REQUIRED WORK ->
[A] Answer these questions using the alumni text.
(i) What degree did Walker receive from WUSTL in 1994?
(ii) Which list did Walker make in 2010?
(iii) To which company did Preston Green sell Southwest Steel in 1990?
[B] In the alumni text, rewrite the paragraph beginning "As senior vice president for corporate development" as a short bulleted list that keeps its main facts.

After graduating from WUSTL in 1994 with a bachelor’s degree in economics, and earning a JD from Yale University, Walker joined Goldman Sachs, then Viacom, before his current employer, Sony Corp. of America.
As senior vice president for corporate development, he works closely with colleagues at Sony’s group companies worldwide to formulate corporate business strategies. Among his key initiatives at Sony were the acquisition of EMI Music Publishing, the creation of 3net, and the implementation of the first 24-hour, 3D cable channel. In 2010, he made Crain’s New York City’s 40 Under 40 Rising Stars list.
An active alumnus, Walker has served as vice chair of the Alumni Board of Governors and as a member of the Eliot Society Executive Committee. He also serves on the Arts & Sciences National Council and the New York City Regional Cabinet.
Robert S. Brookings Awards
Nancy Green’s philanthropy covers many interests and organizations, including the Preston M. Green Charitable Foundation, named in memory of her late husband, a Washington University alumnus. After earning a bachelor of science degree in electrical engineering, Preston Green joined Southwest Steel Supply Co., becoming president in 1955 and chairman of the board in 1957. Under Preston Green’s direction, the company became the leading steel processor in the Midwest. In 1990, he sold Southwest Steel to Hanwa American.

GIVEN ENTRIES ->
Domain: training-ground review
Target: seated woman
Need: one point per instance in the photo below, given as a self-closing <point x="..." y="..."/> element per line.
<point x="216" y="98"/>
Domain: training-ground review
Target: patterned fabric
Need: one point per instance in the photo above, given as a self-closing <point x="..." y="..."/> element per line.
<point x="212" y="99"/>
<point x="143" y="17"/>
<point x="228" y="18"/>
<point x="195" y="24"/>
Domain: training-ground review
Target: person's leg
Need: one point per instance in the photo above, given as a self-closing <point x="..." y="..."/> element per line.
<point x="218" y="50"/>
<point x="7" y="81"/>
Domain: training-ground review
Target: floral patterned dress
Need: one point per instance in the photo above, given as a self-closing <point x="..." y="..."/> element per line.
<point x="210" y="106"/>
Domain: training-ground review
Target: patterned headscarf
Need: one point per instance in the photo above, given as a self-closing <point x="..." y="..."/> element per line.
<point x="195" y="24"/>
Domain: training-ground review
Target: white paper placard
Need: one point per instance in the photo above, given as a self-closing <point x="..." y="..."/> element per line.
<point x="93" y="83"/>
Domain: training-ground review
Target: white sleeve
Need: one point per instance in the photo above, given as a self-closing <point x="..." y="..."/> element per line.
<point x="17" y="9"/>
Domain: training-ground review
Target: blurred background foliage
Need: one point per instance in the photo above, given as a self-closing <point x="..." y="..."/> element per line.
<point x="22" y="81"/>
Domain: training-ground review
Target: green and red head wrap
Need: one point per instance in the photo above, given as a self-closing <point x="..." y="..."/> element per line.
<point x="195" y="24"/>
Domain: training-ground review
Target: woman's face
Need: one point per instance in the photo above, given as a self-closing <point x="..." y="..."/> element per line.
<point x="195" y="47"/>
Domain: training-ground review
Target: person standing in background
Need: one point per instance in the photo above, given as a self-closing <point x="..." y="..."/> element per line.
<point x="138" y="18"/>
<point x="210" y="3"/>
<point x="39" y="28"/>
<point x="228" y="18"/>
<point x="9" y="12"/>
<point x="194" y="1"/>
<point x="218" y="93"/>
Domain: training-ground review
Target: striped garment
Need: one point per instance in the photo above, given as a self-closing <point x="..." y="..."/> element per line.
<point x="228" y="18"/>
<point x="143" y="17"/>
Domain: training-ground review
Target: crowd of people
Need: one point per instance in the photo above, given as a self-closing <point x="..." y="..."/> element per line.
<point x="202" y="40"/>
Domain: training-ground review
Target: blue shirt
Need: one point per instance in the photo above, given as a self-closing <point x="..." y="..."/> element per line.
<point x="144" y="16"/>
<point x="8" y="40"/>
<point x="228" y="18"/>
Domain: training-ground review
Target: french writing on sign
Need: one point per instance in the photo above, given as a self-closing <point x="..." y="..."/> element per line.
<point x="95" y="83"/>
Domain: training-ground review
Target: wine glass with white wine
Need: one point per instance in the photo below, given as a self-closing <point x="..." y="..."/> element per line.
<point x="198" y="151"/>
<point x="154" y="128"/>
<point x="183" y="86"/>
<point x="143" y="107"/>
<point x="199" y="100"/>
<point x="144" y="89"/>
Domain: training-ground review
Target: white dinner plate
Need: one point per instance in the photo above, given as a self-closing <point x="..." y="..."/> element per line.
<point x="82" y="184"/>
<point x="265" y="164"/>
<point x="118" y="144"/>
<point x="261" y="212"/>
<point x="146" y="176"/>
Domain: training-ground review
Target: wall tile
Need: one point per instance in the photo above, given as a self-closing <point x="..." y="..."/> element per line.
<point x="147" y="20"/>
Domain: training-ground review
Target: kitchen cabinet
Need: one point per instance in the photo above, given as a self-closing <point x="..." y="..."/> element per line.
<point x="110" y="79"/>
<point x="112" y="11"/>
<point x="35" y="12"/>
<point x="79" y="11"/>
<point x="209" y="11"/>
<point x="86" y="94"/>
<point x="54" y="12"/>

ANSWERS GIVEN ->
[A]
(i) A bachelor's degree in economics
(ii) Crain's New York City's 40 Under 40 Rising Stars list
(iii) Hanwa American

[B]
- Role: senior vice president for corporate development at Sony, working with colleagues at Sony's group companies worldwide to formulate corporate business strategies
- Key initiatives: the acquisition of EMI Music Publishing, the creation of 3net, and the implementation of the first 24-hour, 3D cable channel
- 2010: named to Crain's New York City's 40 Under 40 Rising Stars list